* [Your assignment]
Output every line from the beginning of the records through the line that contains "like (111, 87).", exactly as it appears.

* [Data provided]
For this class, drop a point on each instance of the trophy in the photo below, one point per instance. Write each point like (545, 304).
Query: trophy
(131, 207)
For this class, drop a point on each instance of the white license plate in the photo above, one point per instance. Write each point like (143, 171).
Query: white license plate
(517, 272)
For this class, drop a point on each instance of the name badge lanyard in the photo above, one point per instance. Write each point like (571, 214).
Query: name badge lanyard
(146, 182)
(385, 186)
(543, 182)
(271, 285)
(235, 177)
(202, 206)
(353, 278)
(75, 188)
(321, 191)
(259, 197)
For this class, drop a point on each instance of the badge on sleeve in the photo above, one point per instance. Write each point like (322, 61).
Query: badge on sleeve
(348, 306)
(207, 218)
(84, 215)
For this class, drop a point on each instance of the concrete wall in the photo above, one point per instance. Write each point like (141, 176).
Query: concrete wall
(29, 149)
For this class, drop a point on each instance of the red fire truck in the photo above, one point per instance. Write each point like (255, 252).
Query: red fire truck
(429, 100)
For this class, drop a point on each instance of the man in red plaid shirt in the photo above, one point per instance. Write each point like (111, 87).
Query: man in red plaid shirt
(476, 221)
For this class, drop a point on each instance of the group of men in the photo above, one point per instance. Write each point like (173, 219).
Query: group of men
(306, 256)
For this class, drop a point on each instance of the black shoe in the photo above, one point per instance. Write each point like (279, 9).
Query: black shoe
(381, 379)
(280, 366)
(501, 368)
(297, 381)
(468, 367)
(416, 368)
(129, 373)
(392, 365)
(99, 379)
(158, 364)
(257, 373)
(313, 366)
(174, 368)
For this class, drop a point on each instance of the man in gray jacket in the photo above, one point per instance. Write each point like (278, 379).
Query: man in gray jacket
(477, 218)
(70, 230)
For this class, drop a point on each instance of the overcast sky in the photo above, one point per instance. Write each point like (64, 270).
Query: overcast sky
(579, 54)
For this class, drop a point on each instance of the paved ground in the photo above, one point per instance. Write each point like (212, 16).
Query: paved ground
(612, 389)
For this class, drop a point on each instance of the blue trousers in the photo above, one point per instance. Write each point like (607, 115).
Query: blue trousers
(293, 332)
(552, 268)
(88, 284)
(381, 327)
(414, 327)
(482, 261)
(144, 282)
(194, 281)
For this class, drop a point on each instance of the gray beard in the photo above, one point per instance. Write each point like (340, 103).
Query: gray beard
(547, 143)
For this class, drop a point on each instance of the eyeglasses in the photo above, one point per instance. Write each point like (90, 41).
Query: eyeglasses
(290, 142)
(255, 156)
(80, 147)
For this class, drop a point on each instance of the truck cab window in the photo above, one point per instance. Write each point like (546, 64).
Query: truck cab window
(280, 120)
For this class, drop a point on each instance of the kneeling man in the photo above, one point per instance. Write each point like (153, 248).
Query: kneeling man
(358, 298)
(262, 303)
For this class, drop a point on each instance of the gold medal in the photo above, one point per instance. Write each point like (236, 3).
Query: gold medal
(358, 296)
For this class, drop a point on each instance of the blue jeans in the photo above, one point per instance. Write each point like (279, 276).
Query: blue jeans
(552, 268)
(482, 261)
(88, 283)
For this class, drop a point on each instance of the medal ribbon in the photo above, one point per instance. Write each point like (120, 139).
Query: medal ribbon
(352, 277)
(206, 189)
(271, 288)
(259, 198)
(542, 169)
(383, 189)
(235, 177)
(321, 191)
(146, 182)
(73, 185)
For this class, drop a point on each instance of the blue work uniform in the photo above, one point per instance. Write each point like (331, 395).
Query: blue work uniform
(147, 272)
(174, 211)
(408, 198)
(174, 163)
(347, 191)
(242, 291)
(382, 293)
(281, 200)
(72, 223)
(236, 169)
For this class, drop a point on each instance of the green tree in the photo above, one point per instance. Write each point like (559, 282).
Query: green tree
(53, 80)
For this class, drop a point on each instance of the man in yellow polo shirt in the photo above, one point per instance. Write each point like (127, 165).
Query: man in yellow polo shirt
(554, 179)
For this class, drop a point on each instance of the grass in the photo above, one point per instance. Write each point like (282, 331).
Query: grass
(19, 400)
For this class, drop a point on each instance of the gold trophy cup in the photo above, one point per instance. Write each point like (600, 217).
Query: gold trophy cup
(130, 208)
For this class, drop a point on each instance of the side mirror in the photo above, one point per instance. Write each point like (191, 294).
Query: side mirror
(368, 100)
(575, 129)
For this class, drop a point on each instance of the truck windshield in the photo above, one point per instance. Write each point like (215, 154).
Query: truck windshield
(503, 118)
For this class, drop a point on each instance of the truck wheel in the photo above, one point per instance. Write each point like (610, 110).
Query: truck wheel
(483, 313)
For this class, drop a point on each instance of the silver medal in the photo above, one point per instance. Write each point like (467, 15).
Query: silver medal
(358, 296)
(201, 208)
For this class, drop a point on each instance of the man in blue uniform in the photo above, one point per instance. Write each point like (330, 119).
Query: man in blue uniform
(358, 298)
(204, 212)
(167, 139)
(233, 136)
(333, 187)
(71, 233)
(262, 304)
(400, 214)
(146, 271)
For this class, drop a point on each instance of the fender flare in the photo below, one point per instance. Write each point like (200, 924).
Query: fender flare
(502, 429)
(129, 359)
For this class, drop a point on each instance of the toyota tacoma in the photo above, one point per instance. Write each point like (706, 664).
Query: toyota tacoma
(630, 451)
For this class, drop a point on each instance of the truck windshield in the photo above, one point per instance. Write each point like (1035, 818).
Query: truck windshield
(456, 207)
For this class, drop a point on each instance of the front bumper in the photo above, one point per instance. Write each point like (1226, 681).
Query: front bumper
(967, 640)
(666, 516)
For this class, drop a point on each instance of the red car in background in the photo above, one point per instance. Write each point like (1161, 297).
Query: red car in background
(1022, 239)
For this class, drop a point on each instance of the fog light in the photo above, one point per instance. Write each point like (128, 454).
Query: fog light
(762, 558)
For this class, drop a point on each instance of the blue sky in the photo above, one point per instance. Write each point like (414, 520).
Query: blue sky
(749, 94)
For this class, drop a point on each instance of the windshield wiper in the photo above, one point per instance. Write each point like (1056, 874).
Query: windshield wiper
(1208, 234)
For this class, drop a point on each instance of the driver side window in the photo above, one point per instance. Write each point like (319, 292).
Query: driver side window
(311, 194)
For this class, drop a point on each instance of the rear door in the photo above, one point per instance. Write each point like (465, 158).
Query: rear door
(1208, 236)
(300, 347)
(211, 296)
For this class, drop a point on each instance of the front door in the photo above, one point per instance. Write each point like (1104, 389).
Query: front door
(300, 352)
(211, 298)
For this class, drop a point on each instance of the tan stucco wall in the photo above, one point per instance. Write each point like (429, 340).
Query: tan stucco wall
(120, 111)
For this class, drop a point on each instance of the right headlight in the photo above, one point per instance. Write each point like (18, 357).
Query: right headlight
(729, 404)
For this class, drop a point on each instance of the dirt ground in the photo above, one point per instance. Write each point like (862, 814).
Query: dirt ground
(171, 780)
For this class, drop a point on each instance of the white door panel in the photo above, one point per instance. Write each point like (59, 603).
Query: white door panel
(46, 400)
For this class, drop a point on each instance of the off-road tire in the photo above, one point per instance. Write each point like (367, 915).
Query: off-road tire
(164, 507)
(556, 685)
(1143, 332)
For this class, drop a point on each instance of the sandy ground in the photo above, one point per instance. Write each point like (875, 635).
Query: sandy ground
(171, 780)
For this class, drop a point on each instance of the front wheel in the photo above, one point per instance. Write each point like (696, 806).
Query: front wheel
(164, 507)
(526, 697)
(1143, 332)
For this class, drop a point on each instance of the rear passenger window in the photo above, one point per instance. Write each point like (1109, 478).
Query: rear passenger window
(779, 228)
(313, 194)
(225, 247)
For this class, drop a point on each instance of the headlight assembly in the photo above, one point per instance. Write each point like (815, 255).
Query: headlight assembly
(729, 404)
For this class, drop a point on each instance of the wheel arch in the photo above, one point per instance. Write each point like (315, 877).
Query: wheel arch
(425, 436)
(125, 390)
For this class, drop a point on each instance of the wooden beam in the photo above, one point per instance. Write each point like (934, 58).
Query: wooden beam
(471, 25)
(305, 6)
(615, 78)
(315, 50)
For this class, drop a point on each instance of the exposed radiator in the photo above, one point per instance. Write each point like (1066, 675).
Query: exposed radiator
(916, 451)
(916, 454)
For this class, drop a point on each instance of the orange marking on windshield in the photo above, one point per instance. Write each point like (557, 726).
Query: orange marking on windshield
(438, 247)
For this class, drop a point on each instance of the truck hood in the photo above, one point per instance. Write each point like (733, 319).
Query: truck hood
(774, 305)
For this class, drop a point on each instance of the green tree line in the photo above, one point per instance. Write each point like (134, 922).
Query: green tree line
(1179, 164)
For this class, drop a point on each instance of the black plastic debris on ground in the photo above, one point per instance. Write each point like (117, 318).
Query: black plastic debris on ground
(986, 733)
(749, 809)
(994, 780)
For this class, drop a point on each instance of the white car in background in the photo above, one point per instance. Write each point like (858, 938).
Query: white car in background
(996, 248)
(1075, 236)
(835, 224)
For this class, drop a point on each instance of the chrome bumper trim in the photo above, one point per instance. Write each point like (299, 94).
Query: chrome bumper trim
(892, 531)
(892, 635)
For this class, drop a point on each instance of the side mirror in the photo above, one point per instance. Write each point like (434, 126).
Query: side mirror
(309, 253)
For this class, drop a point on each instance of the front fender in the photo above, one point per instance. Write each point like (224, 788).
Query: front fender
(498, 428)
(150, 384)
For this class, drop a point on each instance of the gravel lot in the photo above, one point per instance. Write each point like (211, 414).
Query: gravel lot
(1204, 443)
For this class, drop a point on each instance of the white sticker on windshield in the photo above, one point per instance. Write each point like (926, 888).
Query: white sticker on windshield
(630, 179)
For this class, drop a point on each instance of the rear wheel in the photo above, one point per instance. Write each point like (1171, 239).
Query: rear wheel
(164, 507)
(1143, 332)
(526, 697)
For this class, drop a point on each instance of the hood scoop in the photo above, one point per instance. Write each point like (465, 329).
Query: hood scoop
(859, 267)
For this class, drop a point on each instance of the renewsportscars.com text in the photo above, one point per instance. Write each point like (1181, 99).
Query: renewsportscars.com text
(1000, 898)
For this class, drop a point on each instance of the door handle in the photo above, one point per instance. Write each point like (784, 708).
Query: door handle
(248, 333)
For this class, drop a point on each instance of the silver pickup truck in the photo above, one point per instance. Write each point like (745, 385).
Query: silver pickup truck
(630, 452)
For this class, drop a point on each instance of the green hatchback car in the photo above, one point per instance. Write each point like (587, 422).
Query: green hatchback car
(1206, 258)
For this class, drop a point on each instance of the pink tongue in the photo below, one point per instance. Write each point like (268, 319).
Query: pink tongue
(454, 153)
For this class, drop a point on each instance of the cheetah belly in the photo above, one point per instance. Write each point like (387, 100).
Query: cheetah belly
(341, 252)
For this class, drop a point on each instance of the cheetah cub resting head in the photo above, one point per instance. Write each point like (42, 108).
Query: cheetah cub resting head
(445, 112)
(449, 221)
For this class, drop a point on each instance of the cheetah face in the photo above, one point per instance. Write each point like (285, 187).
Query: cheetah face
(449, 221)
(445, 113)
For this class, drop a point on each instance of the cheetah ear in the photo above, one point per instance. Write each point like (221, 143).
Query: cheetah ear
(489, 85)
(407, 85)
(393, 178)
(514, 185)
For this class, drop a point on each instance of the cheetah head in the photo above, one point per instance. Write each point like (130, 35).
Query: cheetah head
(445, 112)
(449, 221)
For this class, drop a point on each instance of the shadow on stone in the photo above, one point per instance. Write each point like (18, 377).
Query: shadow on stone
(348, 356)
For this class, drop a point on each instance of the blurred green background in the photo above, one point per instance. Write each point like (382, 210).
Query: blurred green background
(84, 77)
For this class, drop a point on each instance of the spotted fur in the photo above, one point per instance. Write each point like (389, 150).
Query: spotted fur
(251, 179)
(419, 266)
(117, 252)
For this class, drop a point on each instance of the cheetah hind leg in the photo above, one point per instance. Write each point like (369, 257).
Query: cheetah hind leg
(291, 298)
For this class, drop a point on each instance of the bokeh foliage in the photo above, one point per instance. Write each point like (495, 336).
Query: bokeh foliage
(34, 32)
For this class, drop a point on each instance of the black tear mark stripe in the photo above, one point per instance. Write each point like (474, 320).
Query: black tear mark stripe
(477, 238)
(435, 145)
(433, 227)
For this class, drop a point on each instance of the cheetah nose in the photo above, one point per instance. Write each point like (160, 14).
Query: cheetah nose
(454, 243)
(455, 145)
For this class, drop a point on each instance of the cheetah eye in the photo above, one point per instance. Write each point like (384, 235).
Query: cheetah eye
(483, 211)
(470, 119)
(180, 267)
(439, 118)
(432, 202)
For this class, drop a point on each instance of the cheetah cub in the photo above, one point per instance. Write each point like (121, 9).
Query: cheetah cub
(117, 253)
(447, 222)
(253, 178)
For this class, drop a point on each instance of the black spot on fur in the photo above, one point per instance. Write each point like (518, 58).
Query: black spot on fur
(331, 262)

* [Answer space]
For this class, drop a point on each instance of the trophy in the photo below, one point per instance. Write each point like (545, 304).
Query: trophy
(131, 207)
For this class, drop a point on each instance of the white license plate in the photo above, one point per instance. Write each point like (143, 171).
Query: white license plate
(517, 272)
For this class, drop a point on each instance of the name badge lanyard in the photo above, one point per instance. Write each point like (571, 214).
Query: name badge lanyard
(146, 182)
(385, 186)
(543, 182)
(271, 285)
(235, 177)
(202, 206)
(353, 278)
(75, 188)
(321, 191)
(259, 197)
For this class, drop a point on each instance of the badge on sleeve in the photo above, one point per instance. Write each point like (322, 61).
Query: badge on sleeve
(348, 306)
(207, 218)
(84, 215)
For this class, drop a point on each instance of the concrete wall in the photo above, one point per instance. Write each point like (141, 176).
Query: concrete wall
(29, 149)
For this class, drop a point on each instance of the red fire truck in the photo above, one point per instance. Write each point like (255, 252).
Query: red fire truck
(429, 100)
For this class, drop a point on each instance of the man in red plaid shirt in the photo above, one point per instance. Write each point like (111, 87).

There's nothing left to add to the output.